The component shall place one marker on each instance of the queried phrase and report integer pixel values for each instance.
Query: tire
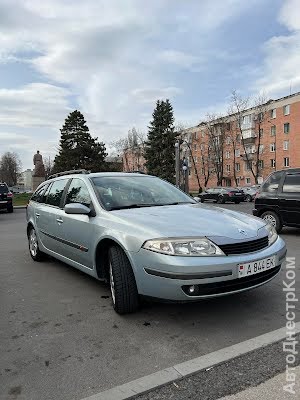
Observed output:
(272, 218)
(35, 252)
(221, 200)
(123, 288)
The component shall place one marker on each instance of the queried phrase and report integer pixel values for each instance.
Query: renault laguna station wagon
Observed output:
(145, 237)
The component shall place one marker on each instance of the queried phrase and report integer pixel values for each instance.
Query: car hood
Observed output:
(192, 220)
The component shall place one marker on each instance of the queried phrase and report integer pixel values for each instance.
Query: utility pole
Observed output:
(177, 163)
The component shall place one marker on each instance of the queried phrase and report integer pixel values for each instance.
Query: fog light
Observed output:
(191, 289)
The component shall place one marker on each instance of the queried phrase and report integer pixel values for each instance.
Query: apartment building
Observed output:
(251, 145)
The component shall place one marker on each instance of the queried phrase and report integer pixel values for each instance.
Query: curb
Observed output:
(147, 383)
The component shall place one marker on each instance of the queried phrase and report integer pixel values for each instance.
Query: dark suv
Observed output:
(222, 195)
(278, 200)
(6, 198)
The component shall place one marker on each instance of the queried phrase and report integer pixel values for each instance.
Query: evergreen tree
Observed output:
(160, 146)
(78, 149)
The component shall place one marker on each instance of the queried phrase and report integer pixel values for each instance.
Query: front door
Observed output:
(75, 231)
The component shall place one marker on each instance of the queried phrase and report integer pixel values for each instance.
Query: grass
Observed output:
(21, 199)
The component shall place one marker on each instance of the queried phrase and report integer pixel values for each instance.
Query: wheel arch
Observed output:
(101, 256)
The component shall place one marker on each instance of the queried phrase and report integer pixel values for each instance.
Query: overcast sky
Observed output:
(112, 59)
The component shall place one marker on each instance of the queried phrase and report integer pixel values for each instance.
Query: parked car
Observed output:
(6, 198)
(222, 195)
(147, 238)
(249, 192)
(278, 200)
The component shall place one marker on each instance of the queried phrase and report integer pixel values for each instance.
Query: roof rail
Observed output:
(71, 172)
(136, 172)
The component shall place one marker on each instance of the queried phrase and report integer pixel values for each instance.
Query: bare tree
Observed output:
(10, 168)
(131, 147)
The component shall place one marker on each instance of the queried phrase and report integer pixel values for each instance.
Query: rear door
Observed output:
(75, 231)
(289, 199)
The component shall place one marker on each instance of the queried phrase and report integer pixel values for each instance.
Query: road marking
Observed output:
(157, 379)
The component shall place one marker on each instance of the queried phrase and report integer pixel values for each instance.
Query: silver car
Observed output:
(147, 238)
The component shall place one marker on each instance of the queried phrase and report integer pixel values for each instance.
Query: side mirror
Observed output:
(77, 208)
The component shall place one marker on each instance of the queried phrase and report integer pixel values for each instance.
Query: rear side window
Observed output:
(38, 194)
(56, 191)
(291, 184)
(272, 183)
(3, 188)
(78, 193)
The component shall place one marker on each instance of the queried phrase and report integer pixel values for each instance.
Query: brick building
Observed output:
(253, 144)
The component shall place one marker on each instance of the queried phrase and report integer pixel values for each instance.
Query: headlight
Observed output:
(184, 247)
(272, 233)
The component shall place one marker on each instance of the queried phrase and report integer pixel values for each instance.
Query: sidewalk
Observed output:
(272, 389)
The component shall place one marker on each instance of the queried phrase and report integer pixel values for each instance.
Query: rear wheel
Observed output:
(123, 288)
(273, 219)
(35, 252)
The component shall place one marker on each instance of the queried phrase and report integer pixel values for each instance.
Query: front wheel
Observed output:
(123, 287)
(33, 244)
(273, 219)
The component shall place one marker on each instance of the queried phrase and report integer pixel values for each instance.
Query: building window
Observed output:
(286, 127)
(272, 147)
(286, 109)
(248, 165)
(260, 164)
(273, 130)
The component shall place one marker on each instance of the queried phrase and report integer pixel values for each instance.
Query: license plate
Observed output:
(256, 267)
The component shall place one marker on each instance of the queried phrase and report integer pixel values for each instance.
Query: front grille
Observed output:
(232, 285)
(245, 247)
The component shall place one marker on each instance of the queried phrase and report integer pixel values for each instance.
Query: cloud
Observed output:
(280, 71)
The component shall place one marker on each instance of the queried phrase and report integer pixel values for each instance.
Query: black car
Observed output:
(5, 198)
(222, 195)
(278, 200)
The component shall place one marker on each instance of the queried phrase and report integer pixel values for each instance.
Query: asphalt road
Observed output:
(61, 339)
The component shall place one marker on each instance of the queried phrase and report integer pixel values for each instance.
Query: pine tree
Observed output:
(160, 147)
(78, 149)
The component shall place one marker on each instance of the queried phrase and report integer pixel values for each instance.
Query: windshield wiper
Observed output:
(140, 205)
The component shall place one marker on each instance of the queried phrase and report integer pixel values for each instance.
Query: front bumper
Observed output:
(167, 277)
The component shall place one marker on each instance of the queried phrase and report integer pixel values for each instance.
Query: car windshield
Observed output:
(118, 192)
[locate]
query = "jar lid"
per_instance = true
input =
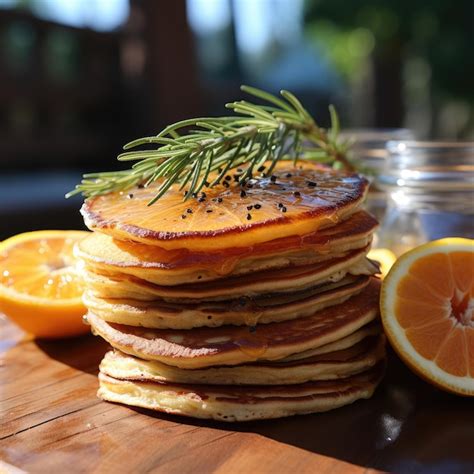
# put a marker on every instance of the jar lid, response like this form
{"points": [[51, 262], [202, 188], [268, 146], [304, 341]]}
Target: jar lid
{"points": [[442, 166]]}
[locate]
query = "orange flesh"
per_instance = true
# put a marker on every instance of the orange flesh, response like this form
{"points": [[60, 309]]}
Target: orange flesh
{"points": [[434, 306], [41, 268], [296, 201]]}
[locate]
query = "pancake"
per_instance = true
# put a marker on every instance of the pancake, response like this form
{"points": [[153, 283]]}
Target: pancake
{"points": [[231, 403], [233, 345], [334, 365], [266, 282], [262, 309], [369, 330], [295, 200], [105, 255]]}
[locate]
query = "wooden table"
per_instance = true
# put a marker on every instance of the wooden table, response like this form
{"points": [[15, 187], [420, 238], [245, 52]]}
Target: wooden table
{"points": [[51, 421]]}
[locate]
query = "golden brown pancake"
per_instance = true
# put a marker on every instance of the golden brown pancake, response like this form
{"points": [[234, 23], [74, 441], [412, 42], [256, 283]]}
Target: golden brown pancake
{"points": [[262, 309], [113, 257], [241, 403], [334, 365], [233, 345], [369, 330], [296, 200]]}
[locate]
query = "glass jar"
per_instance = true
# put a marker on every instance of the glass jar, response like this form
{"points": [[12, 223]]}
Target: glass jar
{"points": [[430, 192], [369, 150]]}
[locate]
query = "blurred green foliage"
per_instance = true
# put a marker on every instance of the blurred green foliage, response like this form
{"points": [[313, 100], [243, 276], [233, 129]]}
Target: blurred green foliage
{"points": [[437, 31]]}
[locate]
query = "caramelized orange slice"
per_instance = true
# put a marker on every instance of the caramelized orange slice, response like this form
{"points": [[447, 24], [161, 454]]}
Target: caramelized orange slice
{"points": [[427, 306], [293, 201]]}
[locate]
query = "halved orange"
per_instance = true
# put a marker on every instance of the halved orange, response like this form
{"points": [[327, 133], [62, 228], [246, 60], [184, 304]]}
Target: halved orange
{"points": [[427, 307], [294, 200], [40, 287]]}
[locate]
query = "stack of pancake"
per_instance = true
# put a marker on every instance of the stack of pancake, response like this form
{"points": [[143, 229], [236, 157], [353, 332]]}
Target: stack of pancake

--

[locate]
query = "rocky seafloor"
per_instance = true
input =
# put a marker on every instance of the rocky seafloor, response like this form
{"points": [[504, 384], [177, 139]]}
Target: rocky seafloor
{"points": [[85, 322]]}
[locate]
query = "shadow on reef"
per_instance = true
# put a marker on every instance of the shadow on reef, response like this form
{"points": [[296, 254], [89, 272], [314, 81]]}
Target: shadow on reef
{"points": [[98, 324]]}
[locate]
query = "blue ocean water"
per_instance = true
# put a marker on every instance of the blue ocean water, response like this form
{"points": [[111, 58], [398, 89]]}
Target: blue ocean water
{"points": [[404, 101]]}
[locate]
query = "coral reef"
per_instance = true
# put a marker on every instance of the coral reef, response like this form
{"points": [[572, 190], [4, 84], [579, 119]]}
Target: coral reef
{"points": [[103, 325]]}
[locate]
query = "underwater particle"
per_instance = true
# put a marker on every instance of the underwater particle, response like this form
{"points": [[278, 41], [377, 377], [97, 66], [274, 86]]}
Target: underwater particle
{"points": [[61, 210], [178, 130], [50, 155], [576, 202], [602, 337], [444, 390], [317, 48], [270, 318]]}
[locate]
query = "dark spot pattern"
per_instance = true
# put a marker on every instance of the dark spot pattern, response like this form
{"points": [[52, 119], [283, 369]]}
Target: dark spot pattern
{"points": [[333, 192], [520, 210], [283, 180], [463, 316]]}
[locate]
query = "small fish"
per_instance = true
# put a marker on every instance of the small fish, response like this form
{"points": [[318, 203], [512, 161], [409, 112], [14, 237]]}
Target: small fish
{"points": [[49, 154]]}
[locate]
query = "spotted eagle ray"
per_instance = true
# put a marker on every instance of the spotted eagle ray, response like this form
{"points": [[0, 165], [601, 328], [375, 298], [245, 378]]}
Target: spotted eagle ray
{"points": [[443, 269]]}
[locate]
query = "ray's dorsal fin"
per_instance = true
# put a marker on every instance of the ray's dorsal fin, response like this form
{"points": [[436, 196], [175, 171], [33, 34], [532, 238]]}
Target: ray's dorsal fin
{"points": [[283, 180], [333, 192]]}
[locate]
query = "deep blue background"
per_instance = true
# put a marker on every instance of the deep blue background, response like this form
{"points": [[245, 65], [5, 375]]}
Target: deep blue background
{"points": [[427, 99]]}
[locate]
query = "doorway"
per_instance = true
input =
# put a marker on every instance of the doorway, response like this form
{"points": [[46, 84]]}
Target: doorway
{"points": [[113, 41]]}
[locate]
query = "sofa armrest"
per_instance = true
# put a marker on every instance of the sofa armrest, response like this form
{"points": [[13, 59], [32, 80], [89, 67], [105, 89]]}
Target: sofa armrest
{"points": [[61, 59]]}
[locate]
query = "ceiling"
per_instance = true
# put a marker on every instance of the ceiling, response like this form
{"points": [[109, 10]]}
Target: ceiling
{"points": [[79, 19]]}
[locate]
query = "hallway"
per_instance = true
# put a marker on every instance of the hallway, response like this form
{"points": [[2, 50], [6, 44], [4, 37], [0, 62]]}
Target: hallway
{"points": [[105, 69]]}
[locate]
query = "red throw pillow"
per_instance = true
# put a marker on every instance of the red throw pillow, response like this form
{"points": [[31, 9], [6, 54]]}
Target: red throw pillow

GOAL OF THE EXERCISE » Starting with the line that holds "Target: caramelized orange slice" and ending with the line that holds "Target: stack of pancake", retype every line in the data above exactly, and nothing else.

ANSWER SECTION »
Target: caramelized orange slice
{"points": [[427, 306], [293, 201]]}
[locate]
query = "halved orange"
per_instance = true
# put a marker on every instance of the halved orange, response like this form
{"points": [[327, 133], [62, 228], [246, 60], [184, 304]]}
Target: halved orange
{"points": [[427, 307], [294, 200], [40, 287]]}
[locate]
query = "stack of pancake"
per_instance = true
# put a marker on every instance of the stack of pancake, response like this form
{"points": [[143, 229], [236, 157], [353, 332]]}
Target: stack of pancake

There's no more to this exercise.